◆ Stated task A
Copy these rows word for word, beginning at the line containing "vegetation by producing a box around each instance." and stopping after the line containing "[0,248,175,300]".

Winter mentions the book "Kasparov Against the World" as the longest analysis of a single game. It's true the book had a lot of diary material – it follows Garry around as he plays the game from all over the world. But that was certainly the most deeply analyzed game in history. Apart from Kasparov there were teams of strong players and amateurs with strong computers going over every move and variation in coordinated fashion for months. I have Garry's PGN file on that game and if printed out it would run many dozens of pages. (My own "most analyzed game" runs a few pages, excerpted here.)

Even if you don't have much knowledge of records you can participate by suggesting new categories. Then we can all try to track down the answers. Plus, this leads to oodles of jokes. Tim Krabbé already has many game-related records covered here. I'd expand submissions to include "firsts" and "onlys" as well just to keep things moving. How about the first champion of Israel who also once held the "longest game ever" record? We could further expand this to general trivia, so give us your best bit of fascinating, lesser-known lore. Emphasis on the fascinating please. So as not to take Mr. Winter's name in vain, try to provide sources, especially if you are rehashing old canards in the Chernev/Horowitz/Reinfeld/Koltanowski tradition.

11 Comments

I'm not 100% sure of this record, so maybe Edward Winter can confirm it.

Person who has devoted the most time of his life verifying meaningless chess trivia: Edward Winter.

With all due respect, Thank You Edward. I'm glad you've found your passion in life. Keep up the good work!

Below was my suggestion on the youngest GM. Its probably the record of the greatest interest yet is only unofficially kept and usually declared by a newpaper or the player themselves. In particular the need for the correct rating and to meet other prerequisits means that the current idea that you declare you have the record on the day you are certain to get the norm may not necessarily be the correct one.

Most records are a bit of a yawn but this one needs to be verified and administer by someone who can check all the facts as it seems to be the one that's most important.

My suggestion:

Its a great idea to document the most important world chess records. In particular I think the record of the youngest Grandmaster needs to be
fully addressed, with a list of the players who held the record and when, and also a list of the current top 10 youngest.

I've never been clear whether the record should be when the title is awarded, or the current practice as to when the final game that qualified
the player definitely for the tite was played, or perhaps it should be something else. This record clearly fascinates but FIDE don't seem to administer such a record list and it tends to be declared through the press. Its time for your forensic approach.

Since FIDE only awards titles (including GM titles) on a Semi-Annual basis, it does distort the record a bit to use the official date on which the title was awarded. It is probably "fairer" to use the date on which the Final norm was earned--assuming that playuer has satisfied the minimum rating requirement and other pre-requisites. If, say, the rating is too low, then that player will only have "earned" the GM title when he/she has raised the rating past the threshold.
Given the PR stakes involved, one of the most important items to verify is the age of the young player. It is easy to envision scenarios where there is an incentive to make a Chess prodigy seem younger than he/she actually is.

◆ Information supplied
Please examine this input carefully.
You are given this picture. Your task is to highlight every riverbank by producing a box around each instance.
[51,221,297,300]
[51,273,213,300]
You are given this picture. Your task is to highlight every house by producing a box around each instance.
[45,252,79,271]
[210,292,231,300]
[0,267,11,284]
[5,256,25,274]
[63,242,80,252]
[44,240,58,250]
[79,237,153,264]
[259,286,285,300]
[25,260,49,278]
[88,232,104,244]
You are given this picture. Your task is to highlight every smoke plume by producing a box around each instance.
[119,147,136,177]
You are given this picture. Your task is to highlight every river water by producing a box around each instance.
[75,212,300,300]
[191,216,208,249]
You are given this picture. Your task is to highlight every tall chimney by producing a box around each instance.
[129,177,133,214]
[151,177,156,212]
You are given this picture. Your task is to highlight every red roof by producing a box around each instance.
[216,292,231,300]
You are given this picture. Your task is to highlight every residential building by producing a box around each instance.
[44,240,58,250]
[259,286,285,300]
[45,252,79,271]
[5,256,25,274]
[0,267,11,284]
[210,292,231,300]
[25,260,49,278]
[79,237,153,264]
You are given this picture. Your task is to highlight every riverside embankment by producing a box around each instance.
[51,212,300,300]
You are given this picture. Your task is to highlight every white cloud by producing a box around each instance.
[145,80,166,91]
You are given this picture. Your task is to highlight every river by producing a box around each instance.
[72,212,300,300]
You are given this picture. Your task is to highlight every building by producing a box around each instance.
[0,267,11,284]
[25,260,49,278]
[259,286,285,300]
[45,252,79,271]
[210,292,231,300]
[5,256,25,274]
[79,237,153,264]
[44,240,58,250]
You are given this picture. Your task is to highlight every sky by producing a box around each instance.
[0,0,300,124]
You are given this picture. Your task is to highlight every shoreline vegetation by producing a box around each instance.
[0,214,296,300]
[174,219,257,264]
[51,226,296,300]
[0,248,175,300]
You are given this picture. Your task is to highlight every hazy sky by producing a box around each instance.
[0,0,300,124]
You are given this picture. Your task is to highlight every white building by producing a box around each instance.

◆ Stated task B
In the text on chess records, which book does Winter mention as the longest analysis of a single game?

◆ Written solution A
You are given this picture. Your task is to highlight every shoreline vegetation by producing a box around each instance.
[0,214,296,300]
[174,219,257,264]
[51,226,296,300]
[0,248,175,300]

◆ Written solution B
"Kasparov Against the World"